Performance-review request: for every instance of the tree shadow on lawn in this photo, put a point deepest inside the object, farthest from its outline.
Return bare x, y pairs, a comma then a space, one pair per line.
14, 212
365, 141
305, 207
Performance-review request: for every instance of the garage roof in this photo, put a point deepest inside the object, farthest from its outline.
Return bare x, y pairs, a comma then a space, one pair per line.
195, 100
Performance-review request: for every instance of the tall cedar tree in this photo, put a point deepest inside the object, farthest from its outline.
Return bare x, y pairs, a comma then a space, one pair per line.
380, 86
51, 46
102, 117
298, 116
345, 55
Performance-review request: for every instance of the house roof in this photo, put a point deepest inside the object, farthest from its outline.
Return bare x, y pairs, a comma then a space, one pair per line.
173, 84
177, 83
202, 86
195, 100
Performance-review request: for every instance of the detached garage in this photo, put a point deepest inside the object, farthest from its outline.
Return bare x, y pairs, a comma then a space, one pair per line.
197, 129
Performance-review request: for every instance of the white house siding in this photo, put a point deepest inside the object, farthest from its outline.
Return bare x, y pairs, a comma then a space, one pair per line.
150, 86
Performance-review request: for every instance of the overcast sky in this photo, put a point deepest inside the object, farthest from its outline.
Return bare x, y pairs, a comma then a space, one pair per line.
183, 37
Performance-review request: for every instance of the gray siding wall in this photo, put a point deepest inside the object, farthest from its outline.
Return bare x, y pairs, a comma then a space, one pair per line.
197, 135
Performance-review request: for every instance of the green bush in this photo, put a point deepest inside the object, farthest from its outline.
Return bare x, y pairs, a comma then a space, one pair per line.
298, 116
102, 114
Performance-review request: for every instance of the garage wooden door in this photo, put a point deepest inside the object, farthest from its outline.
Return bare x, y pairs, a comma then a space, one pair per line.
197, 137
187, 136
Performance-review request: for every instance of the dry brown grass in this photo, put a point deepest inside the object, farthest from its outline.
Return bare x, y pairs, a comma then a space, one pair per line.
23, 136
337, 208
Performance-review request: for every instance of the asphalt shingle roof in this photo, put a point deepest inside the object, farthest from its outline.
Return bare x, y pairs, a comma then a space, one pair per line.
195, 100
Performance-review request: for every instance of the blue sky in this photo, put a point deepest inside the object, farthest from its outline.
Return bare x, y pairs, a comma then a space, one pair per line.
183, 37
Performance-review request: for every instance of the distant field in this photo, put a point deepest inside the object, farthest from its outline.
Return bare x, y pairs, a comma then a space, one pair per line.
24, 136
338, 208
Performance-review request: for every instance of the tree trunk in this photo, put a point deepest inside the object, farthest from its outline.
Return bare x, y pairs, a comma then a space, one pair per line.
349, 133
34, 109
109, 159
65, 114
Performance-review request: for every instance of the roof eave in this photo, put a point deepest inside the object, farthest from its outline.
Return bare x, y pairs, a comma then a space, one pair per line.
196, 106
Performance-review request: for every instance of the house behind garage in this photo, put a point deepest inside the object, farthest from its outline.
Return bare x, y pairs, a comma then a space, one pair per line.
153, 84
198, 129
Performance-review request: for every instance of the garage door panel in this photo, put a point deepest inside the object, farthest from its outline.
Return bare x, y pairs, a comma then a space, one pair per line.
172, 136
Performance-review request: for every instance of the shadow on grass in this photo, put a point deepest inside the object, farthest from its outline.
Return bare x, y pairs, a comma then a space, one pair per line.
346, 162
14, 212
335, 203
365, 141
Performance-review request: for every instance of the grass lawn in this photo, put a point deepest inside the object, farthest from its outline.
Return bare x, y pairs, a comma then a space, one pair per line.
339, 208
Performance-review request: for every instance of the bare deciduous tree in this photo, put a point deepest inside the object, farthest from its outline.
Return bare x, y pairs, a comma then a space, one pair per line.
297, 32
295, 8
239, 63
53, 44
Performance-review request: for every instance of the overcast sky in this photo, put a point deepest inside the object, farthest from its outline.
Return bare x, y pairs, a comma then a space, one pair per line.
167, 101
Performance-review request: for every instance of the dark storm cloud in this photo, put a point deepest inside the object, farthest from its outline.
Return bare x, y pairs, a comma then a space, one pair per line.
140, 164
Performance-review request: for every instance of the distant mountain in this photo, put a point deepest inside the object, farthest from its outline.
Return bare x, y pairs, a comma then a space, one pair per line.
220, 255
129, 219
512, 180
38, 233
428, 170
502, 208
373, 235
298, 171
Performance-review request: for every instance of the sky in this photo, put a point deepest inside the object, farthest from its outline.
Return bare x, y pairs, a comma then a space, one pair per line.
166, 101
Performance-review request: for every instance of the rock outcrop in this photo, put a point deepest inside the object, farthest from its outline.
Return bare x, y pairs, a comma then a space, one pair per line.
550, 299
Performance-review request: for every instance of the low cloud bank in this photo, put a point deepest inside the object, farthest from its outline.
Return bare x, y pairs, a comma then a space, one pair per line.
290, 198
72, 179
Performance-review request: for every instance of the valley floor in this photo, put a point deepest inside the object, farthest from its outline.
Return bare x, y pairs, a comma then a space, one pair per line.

───

▶ What you should do:
Please render all the rows above as a JSON list of strings, one string per line, with blank lines left out.

▶ The completed task:
[
  "Performance-review request: for every instance of the tree shadow on lawn in this photo, put a point deepest inside the object, farthest from its outline.",
  "Return bare x, y pairs, a comma then a space, one pair per line.",
  "14, 212",
  "365, 141",
  "305, 207",
  "Performance-review request: for every instance of the garage roof in this photo, put a point deepest inside the object, farthest from its outline.",
  "Return bare x, y pairs, a comma then a space, one pair per line.",
  "195, 100",
  "Performance-review request: for every instance of the tall cedar tree in this photo, put a point deepest inside the object, farthest from its outline.",
  "Return bare x, y pairs, a comma then a space, one pair per line.",
  "380, 86",
  "51, 46",
  "102, 117",
  "298, 116",
  "345, 55",
  "Performance-review request: for every instance of the house roof in this photo, put a point deepest inside the object, farthest from its outline.",
  "Return bare x, y pairs, a comma then a space, one pair per line.",
  "173, 84",
  "177, 83",
  "202, 86",
  "195, 100",
  "Performance-review request: for every instance of the detached garage in this photo, put a point deepest inside the object, farthest from its outline.",
  "Return bare x, y pairs, a comma then a space, one pair per line.",
  "197, 129",
  "Performance-review request: for every instance of the white house siding in this photo, put a point deepest inside the object, farthest from its outline.",
  "Return bare x, y pairs, a comma then a space, one pair per line.",
  "150, 86",
  "Performance-review request: for every instance of the overcast sky in this photo, put a point deepest inside the object, farthest from its outline.",
  "Return bare x, y pairs, a comma then a space, one pair per line.",
  "183, 37",
  "Performance-review request: for every instance of the gray siding wall in this photo, put a point deepest inside the object, farthest from its outline.",
  "Return bare x, y pairs, a comma then a space, one pair per line.",
  "197, 135",
  "Performance-review request: for every instance of the green bush in this photo, put a point deepest inside the object, farthest from its outline.",
  "Return bare x, y pairs, a comma then a space, one pair per line.",
  "298, 116",
  "102, 114",
  "Performance-review request: for every instance of the garage wooden door in this photo, put a point deepest inside the object, farthest from its outline.",
  "Return bare x, y pairs, a comma then a space, one pair per line.",
  "197, 137",
  "187, 136",
  "Performance-review request: for every instance of the dry brown grass in this photo, put a point deepest inside the object, farthest from its outline.",
  "Return bare x, y pairs, a comma then a space, one pair per line.",
  "23, 136",
  "337, 208",
  "Performance-review request: for every instance of the asphalt shingle roof in this photo, put a point deepest inside the object, farthest from its outline.",
  "Return bare x, y pairs, a comma then a space, one pair per line.",
  "195, 100",
  "Performance-review request: for every instance of the blue sky in this photo, put a point deepest inside the object, farthest from its outline.",
  "Return bare x, y pairs, a comma then a space, one pair per line.",
  "183, 37",
  "Performance-review request: for every instance of the distant field in this photo, put a point deepest inside the object, farthest from its outline.",
  "Return bare x, y pairs, a comma then a space, one pair per line.",
  "24, 136",
  "338, 208",
  "Performance-review request: for every instance of the tree trunk in this photo, put a point deepest inside the object, farthest from its outline.",
  "Return bare x, y pairs, a comma then a space, one pair per line.",
  "349, 133",
  "34, 109",
  "109, 159",
  "65, 114",
  "Performance-review request: for every instance of the roof eave in this photo, put a point deepest inside the object, farthest from its outline.",
  "Return bare x, y pairs, a comma then a space, one pair per line.",
  "196, 106",
  "Performance-review request: for every instance of the house behind garage in this photo, put a point deepest inside the object, farthest from its outline.",
  "Return bare x, y pairs, a comma then a space, one pair per line.",
  "153, 84",
  "198, 129",
  "Performance-review request: for every instance of the garage door panel in this photo, put a point deepest inside the object, farthest from its outline.",
  "Return bare x, y pairs, a comma then a space, one pair per line.",
  "172, 136",
  "Performance-review request: for every instance of the shadow on grass in this photo, put a point deepest inside the object, farthest from its outline.",
  "Return bare x, y pairs, a comma then a space, one pair per line.",
  "346, 162",
  "14, 212",
  "335, 203",
  "365, 141",
  "Performance-review request: for every instance of the grass lawn in this photo, put a point deepest inside the object, farthest from its outline.",
  "Return bare x, y pairs, a comma then a space, one pair per line.",
  "339, 208",
  "Performance-review request: for every instance of the bare deciduous tree in this photo, put a point deepest inside the object, farthest from its outline.",
  "Return bare x, y pairs, a comma then a space, one pair per line.",
  "297, 32",
  "295, 8",
  "239, 63",
  "53, 44",
  "Performance-review request: for every instance of the overcast sky in this photo, put a point deepest inside the object, farthest from its outline.",
  "Return bare x, y pairs, a comma then a space, one pair per line.",
  "167, 101",
  "Performance-review request: for every instance of the dark storm cloud in this photo, put a point deepest inside the object, farthest from its outline.",
  "Return bare x, y pairs, a comma then a space, one pair per line.",
  "140, 164",
  "Performance-review request: for every instance of the distant mountain in this photo, put a point deepest inside the object, farthest from its outline.",
  "Return bare x, y pairs, a comma then a space, one pair per line.",
  "220, 255",
  "129, 219",
  "512, 180",
  "38, 233",
  "428, 170",
  "502, 208",
  "373, 235",
  "298, 171",
  "Performance-review request: for every instance of the sky in this photo, put a point deepest inside the object, farthest from its outline.",
  "Return bare x, y pairs, a comma then a space, one pair per line.",
  "166, 101",
  "Performance-review request: for every instance of the rock outcrop in this photo, put a point deepest inside the object, farthest from its outline.",
  "Return bare x, y pairs, a comma then a space, one pair per line.",
  "550, 299",
  "Performance-review request: for every instance of the low cloud bank in this photo, put a point deepest inside the object, farthest from its outline.",
  "Return bare x, y pairs, a comma then a space, one pair per line.",
  "290, 198",
  "72, 179",
  "Performance-review request: for every instance of the valley floor in this photo, put a point deepest inside the object, farthest from its outline.",
  "Return bare x, y pairs, a comma then a space, one pair per line."
]